WHAT THE TASK REQUIRES: Pick out every line in the records below that contains the word "rocky", and copy each one.

(Records)
_ _ _ _ _ _ _
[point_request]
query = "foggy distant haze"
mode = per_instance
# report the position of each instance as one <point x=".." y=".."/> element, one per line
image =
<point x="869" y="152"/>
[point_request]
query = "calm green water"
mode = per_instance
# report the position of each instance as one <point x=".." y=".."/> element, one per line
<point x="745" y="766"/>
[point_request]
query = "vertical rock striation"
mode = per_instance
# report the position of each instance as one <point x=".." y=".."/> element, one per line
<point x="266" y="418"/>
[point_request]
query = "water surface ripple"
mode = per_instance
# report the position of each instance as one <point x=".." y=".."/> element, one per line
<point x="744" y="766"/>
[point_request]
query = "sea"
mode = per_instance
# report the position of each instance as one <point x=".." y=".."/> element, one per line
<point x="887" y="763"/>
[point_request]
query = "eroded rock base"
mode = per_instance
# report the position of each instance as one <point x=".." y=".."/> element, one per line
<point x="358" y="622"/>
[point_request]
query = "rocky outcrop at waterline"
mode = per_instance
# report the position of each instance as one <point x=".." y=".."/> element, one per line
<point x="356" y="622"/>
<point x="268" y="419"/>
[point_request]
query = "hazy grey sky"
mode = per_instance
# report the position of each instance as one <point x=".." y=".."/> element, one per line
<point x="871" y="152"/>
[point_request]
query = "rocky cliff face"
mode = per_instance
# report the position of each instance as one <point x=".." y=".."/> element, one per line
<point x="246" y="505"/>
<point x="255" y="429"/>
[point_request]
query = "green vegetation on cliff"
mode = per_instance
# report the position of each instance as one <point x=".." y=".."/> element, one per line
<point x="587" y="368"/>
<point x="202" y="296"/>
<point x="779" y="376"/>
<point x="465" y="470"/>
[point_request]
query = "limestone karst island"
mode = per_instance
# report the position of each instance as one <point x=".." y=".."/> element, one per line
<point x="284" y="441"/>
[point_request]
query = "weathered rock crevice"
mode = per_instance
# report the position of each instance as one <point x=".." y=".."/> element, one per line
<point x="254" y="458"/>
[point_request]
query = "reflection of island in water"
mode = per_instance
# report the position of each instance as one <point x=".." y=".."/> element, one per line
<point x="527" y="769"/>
_ _ _ _ _ _ _
TASK OUTPUT:
query = "rocky outcrop at waterline"
query = "rocky cliff face"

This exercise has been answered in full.